Can you rewrite the material from its very start through the line containing "[[[252,66],[246,67],[246,90],[253,88],[253,69]]]", replacing "wooden post" with "fence post" and keeping everything else unchanged? Leave the pictures out of your answer.

··· DATASET EXCERPTS

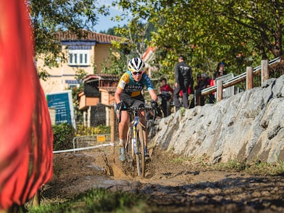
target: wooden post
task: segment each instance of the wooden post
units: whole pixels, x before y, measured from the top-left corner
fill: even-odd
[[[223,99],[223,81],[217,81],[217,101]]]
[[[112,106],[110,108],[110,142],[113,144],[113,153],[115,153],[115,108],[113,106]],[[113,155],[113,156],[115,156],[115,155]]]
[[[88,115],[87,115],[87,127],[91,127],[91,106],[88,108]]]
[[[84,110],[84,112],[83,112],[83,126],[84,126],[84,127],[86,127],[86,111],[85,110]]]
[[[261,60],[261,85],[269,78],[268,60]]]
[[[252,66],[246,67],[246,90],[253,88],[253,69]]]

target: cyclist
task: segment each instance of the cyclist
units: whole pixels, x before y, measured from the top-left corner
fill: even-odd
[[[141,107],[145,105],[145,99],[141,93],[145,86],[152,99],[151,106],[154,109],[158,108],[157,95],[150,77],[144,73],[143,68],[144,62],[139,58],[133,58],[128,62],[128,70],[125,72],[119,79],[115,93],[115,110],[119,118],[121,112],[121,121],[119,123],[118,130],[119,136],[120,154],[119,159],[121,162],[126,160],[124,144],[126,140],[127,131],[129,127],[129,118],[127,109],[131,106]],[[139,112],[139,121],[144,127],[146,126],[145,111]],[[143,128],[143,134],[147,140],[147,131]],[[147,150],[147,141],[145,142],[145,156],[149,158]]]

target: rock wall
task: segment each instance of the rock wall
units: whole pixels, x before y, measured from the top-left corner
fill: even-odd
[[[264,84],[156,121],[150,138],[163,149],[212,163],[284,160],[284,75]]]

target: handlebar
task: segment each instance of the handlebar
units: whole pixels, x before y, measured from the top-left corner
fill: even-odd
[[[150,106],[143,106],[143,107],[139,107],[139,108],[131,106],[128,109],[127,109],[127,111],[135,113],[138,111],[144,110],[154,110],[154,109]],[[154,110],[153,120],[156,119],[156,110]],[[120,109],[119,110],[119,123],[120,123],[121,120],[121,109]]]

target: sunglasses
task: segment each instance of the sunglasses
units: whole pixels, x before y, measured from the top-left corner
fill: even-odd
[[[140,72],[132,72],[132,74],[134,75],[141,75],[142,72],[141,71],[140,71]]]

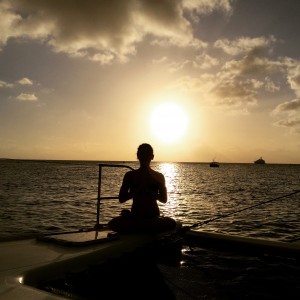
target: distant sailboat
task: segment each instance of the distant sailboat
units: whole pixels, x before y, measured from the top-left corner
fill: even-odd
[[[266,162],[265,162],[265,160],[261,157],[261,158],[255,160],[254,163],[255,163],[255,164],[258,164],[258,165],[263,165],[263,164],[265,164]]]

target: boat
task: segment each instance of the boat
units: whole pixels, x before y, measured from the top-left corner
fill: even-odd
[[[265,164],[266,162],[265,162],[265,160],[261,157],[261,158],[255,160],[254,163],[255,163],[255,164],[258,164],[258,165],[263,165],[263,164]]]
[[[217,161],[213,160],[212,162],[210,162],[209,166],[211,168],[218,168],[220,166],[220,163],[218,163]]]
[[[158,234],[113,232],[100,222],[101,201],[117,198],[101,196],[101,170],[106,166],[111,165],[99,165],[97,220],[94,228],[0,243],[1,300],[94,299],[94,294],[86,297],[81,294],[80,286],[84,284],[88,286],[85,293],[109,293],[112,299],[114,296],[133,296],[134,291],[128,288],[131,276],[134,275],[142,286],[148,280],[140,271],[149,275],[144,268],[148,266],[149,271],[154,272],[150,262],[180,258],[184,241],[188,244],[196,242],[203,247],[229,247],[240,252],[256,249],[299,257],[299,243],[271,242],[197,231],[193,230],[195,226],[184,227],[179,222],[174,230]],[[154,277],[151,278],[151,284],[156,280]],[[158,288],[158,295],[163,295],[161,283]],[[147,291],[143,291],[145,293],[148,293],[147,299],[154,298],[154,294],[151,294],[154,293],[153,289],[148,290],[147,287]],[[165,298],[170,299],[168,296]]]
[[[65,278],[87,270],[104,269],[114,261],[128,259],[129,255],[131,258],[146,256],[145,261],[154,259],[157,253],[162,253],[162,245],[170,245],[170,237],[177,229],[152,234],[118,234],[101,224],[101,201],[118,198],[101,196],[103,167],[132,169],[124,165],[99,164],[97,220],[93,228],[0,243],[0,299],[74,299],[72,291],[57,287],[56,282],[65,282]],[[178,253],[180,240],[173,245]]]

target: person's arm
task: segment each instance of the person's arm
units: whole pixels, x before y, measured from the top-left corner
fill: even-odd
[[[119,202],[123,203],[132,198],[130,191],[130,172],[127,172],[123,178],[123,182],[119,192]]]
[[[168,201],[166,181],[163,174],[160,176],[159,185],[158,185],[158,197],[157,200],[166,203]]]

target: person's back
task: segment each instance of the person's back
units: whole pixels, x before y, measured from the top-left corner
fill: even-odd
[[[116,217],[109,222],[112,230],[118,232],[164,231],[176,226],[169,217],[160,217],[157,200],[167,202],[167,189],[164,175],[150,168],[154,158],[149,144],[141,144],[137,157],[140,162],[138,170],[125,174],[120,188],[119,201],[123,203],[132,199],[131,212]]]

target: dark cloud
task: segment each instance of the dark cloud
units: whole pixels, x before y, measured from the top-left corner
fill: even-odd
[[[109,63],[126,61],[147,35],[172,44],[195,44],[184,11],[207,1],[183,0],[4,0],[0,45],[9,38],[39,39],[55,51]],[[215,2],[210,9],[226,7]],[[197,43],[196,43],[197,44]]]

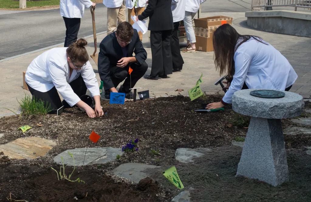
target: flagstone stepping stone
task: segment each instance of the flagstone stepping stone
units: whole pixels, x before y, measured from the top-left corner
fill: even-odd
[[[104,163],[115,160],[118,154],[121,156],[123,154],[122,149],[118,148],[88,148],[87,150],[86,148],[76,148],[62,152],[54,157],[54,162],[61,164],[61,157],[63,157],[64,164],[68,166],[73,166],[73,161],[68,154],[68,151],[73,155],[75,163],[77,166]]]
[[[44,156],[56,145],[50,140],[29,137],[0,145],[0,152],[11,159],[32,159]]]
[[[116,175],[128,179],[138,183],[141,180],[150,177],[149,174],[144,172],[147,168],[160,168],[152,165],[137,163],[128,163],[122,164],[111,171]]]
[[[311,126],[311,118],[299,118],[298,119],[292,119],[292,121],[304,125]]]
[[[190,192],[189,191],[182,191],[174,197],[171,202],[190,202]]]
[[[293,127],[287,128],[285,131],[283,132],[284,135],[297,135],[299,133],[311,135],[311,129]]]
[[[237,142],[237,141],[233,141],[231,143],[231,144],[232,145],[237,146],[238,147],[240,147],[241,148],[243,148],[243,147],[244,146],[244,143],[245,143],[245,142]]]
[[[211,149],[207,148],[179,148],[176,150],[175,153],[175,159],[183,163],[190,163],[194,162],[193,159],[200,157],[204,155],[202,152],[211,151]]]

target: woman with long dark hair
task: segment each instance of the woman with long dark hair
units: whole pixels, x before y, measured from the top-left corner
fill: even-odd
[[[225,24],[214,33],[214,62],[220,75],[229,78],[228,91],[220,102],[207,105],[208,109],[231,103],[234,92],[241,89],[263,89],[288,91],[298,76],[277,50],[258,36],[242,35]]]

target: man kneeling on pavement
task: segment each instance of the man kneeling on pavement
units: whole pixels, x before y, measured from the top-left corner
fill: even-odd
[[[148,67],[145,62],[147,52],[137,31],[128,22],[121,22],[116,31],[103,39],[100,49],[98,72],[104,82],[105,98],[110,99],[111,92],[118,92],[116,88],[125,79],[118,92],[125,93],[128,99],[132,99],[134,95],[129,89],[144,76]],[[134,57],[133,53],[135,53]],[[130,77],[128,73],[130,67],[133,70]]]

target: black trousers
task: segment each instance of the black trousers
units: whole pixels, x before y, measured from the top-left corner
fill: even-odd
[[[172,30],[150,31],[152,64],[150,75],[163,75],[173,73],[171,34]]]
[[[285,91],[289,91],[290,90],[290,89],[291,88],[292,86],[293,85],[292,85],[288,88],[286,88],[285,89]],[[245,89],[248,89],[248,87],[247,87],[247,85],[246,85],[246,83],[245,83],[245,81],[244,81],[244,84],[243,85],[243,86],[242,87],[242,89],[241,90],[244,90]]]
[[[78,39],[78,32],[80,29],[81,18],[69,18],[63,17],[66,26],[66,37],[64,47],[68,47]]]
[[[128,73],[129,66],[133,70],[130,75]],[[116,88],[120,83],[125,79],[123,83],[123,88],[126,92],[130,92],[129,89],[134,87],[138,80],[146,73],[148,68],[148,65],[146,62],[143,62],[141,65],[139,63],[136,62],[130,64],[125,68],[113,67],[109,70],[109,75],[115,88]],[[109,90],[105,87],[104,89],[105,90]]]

······

- [ANSWER TO THE TASK]:
target: fence post
task: segment each instance of the fence post
units: whole pixels, x before y, measured from the top-left corner
fill: even-odd
[[[223,99],[223,81],[217,81],[217,101]]]
[[[112,106],[110,108],[110,142],[113,144],[113,153],[115,153],[115,108],[113,106]],[[113,155],[113,156],[115,156],[115,155]]]
[[[88,115],[87,115],[87,127],[91,127],[91,106],[88,108]]]
[[[84,110],[84,112],[83,112],[83,126],[84,126],[84,127],[86,127],[86,111],[85,110]]]
[[[261,60],[261,85],[269,78],[268,60]]]
[[[252,66],[246,67],[246,90],[253,88],[253,69]]]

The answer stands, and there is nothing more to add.